WORK ORDER 1 -
Answer these from the court opinion on the Swift pension dispute, one per line:
(a) On what date did Lelia Martinez file her complaint?
(b) In what month and year did the Cuban government nationalize Swift's assets?
(c) How many years of continuous service does Article V, Paragraph 2 require?
WORK ORDER 2 - Pick up the court opinion on the Swift pension dispute after its last sentence and continue it.

Lelia Martinez, Plaintiff-appellant, v. Swift & Company and Esmark, Inc., Defendants-appellees, 656 F.2d 262 (7th Cir. 1981)Annotate this Case
Argued June 5, 1981. Decided Aug. 6, 1981
Eva W. Tameling, Tameling & Associates, Hinsdale, Ill., for plaintiff-appellant.
Charles B. Wolf, Vedder, Price, Kaufman & Kammholz, Chicago, Ill., for defendants-appellees.
Before FAIRCHILD and CUDAHY, Circuit Judges, and GRANT, Senior District Judge.*
GRANT, Senior District Judge.
On April 2, 1980, plaintiff-appellant Lelia Martinez filed a two-count complaint against defendants-appellees Esmark, Inc. and Swift & Company (Swift). Count I alleged breach of a pension contract by the appellees while Count II alleged misrepresentation. The district court granted the appellees' motion for summary judgment based upon the decision of Swift's Pension Board which had concluded that Martinez' husband was not entitled to receive pension benefits under the then existing plan. Martinez now appeals from this judgment.
Appellant's husband, Joaquin Martinez, was an employee of Swift in Cuba from June 20, 1924 to October 17, 1960. In October, 1960, the Cuban government nationalized and expropriated all of Swift's assets and property, including funds reserved by Swift for the payment of pension benefits. Despite these actions, Mr. Martinez remained in his job, only now as an employee for the Cuban government.
Throughout the 36-year period Mr. Martinez was employed by Swift prior to the nationalization and expropriation, he was covered by Swift's Pension Plan. Eligibility requirements were set forth in Article V, Paragraph 2:
2. Every employee who shall have completed twenty (20) years of continuous service, shall have attained fifty-five (55) years of age, and whose services have been terminated by the employer (as distinguished from retirement with the consent of the employer and the Pension Board under Paragraph 3 hereof) for reasons other than discharge for cause (cause to be determined on a uniform basis nondiscriminatorily applied) shall be entitled to a pension to commence upon his or her actual retirement. "Discharge for cause" shall include but not be limited to discharge for dishonesty, excessive absenteeism or tardiness, fighting or gambling on company premises, insubordination, willful damage to property, conviction of a crime, incompetence, inability to perform work not due to total and permanent disability as determined by the Pension Board under Article VIII hereof, or violation of established company rules or a collective bargaining agreement to which the company is a party.

(Stored items)
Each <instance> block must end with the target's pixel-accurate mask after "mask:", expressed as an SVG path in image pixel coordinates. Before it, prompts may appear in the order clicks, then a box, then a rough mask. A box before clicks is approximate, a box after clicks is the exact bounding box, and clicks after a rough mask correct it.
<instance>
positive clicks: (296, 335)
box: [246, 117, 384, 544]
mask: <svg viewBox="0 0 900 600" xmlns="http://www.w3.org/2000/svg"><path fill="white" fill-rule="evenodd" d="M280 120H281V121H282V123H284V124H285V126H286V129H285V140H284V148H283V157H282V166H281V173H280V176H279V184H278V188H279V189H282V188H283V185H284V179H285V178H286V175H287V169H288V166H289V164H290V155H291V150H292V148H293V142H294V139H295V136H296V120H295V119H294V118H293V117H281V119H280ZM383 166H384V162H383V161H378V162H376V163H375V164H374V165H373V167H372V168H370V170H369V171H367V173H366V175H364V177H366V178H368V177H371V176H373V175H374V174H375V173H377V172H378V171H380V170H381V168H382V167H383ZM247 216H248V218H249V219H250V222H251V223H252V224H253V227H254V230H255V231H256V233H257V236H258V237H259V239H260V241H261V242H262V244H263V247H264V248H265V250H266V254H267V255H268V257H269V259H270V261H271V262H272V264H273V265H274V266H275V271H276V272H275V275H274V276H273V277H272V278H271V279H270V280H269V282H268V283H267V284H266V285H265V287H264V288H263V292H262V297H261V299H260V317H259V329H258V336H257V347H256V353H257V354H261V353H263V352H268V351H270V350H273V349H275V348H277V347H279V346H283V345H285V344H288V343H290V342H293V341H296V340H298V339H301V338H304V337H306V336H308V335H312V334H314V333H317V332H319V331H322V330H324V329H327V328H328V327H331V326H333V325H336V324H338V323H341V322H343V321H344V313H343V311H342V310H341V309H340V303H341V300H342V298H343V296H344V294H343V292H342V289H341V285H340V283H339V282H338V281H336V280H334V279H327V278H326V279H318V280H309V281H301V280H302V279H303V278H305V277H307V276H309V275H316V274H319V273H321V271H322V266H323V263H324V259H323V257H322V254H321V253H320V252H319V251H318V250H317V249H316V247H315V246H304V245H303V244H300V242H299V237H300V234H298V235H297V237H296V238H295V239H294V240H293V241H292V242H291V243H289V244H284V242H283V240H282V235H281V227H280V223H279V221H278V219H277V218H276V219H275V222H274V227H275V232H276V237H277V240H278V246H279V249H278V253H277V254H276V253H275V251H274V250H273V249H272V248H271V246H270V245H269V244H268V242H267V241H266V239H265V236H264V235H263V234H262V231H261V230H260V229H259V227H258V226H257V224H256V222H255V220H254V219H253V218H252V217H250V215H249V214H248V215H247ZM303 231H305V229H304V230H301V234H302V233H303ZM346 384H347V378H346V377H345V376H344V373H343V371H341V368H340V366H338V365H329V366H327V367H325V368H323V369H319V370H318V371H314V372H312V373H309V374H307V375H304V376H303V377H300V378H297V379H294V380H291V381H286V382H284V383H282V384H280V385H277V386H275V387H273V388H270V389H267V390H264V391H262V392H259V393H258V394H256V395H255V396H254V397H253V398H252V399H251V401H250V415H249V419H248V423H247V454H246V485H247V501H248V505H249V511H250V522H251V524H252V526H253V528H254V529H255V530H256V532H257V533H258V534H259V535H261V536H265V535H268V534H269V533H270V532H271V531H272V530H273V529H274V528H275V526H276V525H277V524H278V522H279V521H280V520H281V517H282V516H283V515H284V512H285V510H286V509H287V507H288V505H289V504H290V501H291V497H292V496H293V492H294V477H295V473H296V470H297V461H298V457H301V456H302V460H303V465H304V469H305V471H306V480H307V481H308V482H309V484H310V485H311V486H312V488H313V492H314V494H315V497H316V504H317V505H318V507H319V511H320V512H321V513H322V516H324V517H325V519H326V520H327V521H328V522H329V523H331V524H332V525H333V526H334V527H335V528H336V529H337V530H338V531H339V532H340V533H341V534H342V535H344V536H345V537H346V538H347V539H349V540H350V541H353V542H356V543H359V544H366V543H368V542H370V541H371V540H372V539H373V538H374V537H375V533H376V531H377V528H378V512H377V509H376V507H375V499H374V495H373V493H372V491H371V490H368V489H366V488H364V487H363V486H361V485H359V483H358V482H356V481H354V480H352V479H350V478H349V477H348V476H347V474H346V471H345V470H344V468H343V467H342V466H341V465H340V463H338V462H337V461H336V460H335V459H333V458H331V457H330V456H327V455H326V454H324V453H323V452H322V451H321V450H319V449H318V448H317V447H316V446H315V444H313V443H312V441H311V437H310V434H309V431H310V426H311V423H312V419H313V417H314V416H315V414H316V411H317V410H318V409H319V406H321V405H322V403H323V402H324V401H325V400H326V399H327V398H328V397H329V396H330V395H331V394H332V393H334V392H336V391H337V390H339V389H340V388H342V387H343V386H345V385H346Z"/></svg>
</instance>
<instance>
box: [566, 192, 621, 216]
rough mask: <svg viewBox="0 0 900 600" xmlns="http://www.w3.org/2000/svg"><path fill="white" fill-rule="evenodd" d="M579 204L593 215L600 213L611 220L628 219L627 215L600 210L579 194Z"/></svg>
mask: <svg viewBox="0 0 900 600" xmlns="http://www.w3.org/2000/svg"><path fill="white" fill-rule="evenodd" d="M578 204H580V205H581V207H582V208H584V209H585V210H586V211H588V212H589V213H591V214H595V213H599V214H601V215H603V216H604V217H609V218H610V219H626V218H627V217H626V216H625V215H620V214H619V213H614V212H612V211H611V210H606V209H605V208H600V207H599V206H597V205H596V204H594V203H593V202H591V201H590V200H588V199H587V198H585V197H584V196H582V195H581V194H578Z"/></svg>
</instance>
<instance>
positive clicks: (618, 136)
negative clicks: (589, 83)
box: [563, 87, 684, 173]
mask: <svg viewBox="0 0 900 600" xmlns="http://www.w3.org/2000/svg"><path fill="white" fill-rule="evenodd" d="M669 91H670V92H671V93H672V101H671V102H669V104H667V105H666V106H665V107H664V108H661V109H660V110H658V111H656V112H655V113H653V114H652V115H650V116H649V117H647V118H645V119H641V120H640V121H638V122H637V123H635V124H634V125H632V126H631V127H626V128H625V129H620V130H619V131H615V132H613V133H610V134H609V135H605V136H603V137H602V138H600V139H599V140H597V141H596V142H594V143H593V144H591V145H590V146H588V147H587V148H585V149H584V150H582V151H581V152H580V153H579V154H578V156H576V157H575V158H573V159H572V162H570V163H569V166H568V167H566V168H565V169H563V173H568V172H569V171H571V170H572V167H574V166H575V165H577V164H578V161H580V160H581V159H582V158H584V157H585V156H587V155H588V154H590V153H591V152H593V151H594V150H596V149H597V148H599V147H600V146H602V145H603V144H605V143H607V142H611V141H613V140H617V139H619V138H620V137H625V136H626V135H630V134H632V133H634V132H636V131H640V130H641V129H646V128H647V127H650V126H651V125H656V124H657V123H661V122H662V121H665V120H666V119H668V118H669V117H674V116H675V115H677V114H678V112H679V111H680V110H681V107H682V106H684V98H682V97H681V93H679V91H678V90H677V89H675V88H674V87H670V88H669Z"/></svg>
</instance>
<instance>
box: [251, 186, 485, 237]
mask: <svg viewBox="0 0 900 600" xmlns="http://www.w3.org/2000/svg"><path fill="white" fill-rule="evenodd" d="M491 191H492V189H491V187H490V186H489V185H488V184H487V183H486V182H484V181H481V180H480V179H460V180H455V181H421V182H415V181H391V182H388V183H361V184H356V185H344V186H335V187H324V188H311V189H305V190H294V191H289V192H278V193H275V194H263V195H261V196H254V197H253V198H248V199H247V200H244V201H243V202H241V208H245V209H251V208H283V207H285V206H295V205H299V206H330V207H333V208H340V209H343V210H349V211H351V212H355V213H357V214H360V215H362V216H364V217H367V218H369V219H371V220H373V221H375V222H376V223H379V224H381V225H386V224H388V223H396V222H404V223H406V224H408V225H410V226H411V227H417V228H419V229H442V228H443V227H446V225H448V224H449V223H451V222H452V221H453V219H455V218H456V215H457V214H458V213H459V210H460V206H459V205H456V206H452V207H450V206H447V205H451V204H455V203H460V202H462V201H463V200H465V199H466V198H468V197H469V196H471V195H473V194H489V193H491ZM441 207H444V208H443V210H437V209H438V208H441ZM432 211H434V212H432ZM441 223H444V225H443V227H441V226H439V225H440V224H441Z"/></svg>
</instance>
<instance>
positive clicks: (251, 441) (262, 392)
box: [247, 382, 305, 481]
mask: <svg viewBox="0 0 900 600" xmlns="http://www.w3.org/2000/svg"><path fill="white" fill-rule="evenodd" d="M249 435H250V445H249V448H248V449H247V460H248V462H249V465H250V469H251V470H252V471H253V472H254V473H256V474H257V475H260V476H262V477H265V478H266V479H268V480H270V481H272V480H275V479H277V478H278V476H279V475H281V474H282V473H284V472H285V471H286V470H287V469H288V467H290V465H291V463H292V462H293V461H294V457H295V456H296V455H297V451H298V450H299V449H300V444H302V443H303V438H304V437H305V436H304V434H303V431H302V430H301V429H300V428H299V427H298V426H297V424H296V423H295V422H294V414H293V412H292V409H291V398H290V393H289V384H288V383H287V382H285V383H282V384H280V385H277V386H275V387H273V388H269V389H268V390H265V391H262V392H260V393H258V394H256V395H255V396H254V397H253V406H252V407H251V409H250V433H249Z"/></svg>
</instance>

TASK OUTPUT 1 -
(a) April 2, 1980
(b) October 1960
(c) Twenty years

TASK OUTPUT 2 -
(emphasis added). Administering this Plan was a five-member Pension Board whose powers and responsibilities included the following:
6. The Pension Board shall have the sole power, duty and responsibility to direct the administration of the Pension Plan embodied in this Trust in accordance with the provisions herein set forth, and shall act as the majority of its members shall decide....
7. All decisions of the Pension Board as to the facts of any case and the meaning and intent of any provision in this Trust or of its application shall be final and conclusive....
The Pension Board concluded that the actions of the Cuban government did not constitute a "termination by the employer" within the meaning of Article V, Paragraph 2. Thus, none of the Swift employees in Cuba would be entitled to receive any pension benefits according to the language of the Plan. Presented with the unique circumstances of the nationalization and expropriation, the Pension Board did decide that all employees leaving Cuba and coming to the United States who otherwise qualify would be paid pension benefits. Those employees who remained there in the employ of the Cuban government would not receive pension benefits. Because Mr. Martinez did not leave Cuba but continued in his job as an employee of the Cuban government, he was denied pension benefits which otherwise would have been paid.
On May 28, 1975, Mr. Martinez died in Cuba. Mrs. Martinez came to the United States in late 1978. Since that time, she has been receiving full widow's pension benefits under the Pension Plan. These benefits and those discussed above were authorized by the Pension Board for Mrs. Martinez and others similarly situated for the reason that the extraordinary circumstances surrounding the nationalization and expropriation warranted compassion. The Board has continually maintained that it is under no legal obligation to make these payments.
Based on these events, Mrs. Martinez filed her action in federal court seeking a retroactive award of pension benefits allegedly due her husband from the time of the nationalization and expropriation in 1960, to his death in 1975.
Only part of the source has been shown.